#### WORK TO COMPLETE:
Both the line with "Query: aircraft door" and the line with "For the dataset, pick out the hillside" in the records below must appear in the output, along with every line between them, exactly and with nothing added.

#### DATA EXCERPTS:
┄┄┄┄┄┄┄┄┄┄

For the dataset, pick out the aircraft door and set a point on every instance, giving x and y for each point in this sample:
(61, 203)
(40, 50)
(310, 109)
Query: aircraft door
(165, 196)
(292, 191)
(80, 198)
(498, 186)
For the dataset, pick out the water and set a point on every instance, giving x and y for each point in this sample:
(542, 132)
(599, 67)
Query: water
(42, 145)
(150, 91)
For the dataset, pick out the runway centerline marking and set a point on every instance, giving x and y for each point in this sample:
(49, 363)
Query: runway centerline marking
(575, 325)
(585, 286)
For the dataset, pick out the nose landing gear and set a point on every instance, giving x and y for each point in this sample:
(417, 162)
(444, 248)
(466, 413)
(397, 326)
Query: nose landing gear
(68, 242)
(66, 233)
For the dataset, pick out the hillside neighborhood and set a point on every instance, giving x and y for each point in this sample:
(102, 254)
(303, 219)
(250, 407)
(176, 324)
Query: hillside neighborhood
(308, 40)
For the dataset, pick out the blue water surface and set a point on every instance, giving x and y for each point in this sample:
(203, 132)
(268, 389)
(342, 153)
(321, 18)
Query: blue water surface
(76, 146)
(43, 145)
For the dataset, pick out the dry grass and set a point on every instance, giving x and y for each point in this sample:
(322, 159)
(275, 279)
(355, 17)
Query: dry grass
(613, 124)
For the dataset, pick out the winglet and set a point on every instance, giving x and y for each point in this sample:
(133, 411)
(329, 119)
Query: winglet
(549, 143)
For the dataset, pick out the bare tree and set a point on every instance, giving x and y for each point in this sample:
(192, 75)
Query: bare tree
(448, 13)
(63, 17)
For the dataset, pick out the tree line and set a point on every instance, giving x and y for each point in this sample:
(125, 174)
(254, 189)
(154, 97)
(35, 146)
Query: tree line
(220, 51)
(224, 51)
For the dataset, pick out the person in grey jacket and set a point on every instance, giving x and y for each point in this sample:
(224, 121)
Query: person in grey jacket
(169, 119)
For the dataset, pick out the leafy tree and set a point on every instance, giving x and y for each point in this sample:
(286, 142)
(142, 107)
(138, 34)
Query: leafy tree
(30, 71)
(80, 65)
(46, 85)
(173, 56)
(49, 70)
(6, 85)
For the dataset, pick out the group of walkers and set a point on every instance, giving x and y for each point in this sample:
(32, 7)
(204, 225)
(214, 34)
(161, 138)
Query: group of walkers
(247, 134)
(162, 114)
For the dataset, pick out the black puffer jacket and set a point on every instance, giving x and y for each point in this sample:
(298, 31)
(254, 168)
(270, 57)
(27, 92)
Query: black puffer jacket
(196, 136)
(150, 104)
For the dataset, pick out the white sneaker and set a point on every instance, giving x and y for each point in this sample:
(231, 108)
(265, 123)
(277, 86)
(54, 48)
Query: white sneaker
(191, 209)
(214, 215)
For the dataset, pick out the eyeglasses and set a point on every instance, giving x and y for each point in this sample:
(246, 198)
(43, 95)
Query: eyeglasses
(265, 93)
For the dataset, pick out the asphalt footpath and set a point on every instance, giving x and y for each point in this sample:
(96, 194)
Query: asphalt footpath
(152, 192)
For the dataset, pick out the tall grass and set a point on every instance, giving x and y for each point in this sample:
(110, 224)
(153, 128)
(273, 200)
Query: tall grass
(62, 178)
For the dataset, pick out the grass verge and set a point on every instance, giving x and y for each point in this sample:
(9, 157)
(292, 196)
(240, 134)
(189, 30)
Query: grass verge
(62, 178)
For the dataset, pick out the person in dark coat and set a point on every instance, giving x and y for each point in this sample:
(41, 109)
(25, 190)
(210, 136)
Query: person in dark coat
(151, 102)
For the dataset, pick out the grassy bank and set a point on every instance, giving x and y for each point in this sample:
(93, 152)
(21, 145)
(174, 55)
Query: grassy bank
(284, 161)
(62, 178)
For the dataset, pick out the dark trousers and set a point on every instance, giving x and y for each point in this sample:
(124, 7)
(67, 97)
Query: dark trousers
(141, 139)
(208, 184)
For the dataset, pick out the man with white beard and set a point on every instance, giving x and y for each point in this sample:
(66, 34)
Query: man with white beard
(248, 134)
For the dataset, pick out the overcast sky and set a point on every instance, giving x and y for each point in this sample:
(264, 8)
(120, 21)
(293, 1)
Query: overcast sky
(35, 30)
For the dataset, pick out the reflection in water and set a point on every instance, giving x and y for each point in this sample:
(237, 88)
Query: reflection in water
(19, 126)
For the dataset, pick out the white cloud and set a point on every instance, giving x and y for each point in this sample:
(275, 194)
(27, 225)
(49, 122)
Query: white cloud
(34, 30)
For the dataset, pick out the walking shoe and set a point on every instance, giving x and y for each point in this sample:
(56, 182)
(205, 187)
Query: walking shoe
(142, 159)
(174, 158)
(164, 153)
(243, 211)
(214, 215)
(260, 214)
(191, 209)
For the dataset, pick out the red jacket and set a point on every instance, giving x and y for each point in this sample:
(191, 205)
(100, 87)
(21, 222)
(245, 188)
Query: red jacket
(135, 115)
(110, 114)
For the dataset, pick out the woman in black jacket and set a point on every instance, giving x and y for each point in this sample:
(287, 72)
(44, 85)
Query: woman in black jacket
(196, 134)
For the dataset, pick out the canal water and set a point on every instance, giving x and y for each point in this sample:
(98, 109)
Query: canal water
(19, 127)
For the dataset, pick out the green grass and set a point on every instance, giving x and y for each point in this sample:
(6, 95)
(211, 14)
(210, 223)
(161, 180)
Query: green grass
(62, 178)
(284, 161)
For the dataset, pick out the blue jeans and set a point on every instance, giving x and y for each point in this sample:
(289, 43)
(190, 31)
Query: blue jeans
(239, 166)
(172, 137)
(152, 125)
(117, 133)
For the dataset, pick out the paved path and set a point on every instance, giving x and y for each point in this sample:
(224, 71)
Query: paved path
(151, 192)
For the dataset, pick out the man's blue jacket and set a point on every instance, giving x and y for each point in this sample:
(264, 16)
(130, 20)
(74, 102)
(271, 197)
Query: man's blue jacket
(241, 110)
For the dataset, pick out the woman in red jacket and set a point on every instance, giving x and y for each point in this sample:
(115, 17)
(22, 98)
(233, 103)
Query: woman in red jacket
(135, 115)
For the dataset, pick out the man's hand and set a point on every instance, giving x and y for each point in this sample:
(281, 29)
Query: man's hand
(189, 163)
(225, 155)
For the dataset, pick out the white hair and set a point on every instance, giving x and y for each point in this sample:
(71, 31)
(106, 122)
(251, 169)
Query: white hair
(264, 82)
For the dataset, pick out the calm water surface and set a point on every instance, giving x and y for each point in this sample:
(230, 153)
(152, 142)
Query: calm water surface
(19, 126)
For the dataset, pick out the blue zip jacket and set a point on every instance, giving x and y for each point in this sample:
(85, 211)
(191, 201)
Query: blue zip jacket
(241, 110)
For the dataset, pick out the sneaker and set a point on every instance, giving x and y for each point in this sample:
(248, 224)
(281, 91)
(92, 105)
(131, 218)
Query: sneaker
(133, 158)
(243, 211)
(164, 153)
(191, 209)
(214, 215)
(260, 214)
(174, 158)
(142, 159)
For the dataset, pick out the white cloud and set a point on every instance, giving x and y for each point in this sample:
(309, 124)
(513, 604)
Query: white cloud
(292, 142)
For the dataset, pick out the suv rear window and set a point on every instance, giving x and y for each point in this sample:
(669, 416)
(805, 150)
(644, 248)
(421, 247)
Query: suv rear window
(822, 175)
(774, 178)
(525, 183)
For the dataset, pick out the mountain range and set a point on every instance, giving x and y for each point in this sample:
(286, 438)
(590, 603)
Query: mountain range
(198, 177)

┄┄┄┄┄┄┄┄┄┄

#### FINAL ANSWER:
Query: aircraft door
(165, 196)
(292, 191)
(80, 198)
(498, 186)
For the dataset, pick out the water and set a point on every instance, giving x and y for each point in this sample:
(542, 132)
(599, 67)
Query: water
(42, 145)
(150, 91)
For the dataset, pick out the runway centerline marking and set a point on every instance, giving x and y for each point in this sample:
(49, 363)
Query: runway centerline marking
(575, 325)
(585, 286)
For the dataset, pick out the nose landing gear and set a point on every instance, giving x and y for each point in this sample:
(417, 162)
(444, 248)
(466, 413)
(397, 326)
Query: nose landing gear
(68, 242)
(66, 233)
For the dataset, pick out the hillside neighborhood and set a point on every instance, giving x and y for each point in this sample:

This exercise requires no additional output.